§ **Selected excerpt**:
----------
Life and Death In an Hour.




Remember this: Life and Death are inevitable.

While taking my morning exercise I was burning small amounts of sage as I moved along to clarify my thoughts and remove any negative energy that might cloud my thinking or my mind. There is nothing like a clear mind. I moved along the gravel path with the morning sun over my shoulder as it rose in the East. I stopped and faced the general direction with this sense of something being near. In a wheat field sixty-five yards from me were three doe. One stood at attention while the other two seemed unaware they were being watched. I thought it an amusing spectacle especially when I started to whistle and one of the doe put her head down like a white Chinese goose about to attack. She ran a little forward then back and her other companions started to bounce around in circles like children playing. It’s a great mystery; life.

As deer always do, the small pod shimmied off into the tree line to disappear. I wondered on my path to the opening in the gate to leave. I was somewhat surprised on my way back that I should encounter in the morning glory filled ditch by a sign, a dead doe. Her carcass was turned with her udders up, distended and green from impending decomposition. Alas Death. I stood over the body pondering whether the doe was pregnant or nursing babies when she got hit by a vehicle. The bloating was moderate. I thought I saw the abdominal area roll but was suspicious of death gases or even an opossum. I could see the anal area and there was no evidence of entry caused by scavenger penetration. I wondered if I should go get a buck knife and cut the area open to see if there was life inside that might be trapped but my mind overrode that with the sight of the flesh turning green. I put my hand on the lateral side but felt nothing. I decided it was better not to vulture the body and left it at rest. I walked home to wash my hands for they were now unclean. The deer’s essence was gone and the body was empty. The circuit was broken and there was nothing present.

I have been thinking lately on rituals in hunting especially rituals of purification and the role spirit, hunter, life and death evoked. What could be the mindset of attitudes and beliefs towards pre- and post- hunting rituals? Have people who hunted lost sight of their relevance, practice, or maintaining a tradition of such acts. Have some of these traditions been discarded and replaced with more utilitarian ideas? How did those rituals compare to contemporary people who hunt in present times?

Delving in the treatment of this subject I wanted to see if I could take a closer inspection to the heart of the matter.
----------
§ **Written request 1**:
In the essay on life and death, how far from the writer were the three doe in the wheat field?
----------
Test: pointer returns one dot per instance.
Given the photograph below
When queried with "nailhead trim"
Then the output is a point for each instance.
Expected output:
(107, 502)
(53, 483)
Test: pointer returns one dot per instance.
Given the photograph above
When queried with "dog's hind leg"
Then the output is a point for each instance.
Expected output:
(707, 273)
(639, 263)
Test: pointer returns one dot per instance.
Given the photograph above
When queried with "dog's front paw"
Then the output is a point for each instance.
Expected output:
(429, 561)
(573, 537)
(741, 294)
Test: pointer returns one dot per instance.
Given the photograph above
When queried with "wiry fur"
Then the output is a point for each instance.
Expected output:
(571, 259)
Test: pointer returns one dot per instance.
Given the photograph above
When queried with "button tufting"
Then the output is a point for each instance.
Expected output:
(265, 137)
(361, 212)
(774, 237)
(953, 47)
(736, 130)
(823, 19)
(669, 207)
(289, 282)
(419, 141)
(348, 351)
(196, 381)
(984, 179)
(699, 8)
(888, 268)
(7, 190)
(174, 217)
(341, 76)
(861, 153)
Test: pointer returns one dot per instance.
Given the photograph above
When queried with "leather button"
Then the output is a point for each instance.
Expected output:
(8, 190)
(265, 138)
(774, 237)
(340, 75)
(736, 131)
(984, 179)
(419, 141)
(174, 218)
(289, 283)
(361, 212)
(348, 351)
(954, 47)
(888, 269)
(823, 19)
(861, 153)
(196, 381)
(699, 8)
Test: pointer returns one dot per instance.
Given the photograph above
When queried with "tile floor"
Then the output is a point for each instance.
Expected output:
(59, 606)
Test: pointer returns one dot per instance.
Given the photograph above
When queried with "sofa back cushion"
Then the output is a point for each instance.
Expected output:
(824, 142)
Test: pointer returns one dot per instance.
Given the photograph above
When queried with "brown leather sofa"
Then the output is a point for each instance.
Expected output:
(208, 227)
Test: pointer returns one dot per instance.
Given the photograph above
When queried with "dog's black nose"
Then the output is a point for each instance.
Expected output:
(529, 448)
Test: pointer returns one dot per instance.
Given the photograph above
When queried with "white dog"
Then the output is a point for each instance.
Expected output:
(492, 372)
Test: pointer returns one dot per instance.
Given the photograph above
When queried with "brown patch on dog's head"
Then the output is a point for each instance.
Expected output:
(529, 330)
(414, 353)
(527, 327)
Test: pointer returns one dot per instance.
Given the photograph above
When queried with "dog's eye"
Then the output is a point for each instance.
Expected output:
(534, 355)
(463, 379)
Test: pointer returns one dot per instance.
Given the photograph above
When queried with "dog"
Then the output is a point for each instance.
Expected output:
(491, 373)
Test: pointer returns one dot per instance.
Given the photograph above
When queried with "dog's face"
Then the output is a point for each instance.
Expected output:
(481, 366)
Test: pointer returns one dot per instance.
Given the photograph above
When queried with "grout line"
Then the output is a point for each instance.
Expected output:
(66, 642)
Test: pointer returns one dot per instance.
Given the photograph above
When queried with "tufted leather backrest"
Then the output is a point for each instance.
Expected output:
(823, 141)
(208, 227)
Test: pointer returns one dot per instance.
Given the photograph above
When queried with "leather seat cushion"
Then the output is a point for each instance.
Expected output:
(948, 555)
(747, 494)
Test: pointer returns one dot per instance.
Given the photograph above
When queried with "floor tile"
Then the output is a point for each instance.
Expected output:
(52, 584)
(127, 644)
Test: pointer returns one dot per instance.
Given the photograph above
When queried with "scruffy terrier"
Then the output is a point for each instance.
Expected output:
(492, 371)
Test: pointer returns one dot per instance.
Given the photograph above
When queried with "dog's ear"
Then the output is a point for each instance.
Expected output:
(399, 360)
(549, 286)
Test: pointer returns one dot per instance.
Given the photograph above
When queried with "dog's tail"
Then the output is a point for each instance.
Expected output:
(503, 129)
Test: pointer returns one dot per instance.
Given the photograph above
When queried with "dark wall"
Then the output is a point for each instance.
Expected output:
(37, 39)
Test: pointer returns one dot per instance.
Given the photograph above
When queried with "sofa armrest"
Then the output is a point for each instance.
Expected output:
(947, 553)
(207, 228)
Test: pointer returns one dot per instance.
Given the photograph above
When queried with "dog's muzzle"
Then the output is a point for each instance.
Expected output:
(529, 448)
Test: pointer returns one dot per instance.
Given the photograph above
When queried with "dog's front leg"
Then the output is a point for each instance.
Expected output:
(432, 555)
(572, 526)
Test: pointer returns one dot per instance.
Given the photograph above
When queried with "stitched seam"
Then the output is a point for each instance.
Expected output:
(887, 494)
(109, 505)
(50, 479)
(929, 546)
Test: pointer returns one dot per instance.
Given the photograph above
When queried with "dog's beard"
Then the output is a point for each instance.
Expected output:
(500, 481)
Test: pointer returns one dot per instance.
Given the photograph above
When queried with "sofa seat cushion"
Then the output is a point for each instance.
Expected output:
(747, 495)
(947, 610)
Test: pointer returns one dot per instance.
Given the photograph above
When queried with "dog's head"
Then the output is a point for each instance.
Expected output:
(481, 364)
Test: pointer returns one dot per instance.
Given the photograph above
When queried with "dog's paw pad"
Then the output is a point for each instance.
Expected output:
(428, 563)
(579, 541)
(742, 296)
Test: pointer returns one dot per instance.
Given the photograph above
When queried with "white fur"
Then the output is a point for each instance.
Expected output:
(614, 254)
----------
§ **Written request 2**:
Filter the records down to every line containing the string "brown", treating case as significant.

§ **Exercise solution 1**:
Sixty-five yards.

§ **Exercise solution 2**:
When queried with "brown leather sofa"
When queried with "brown patch on dog's head"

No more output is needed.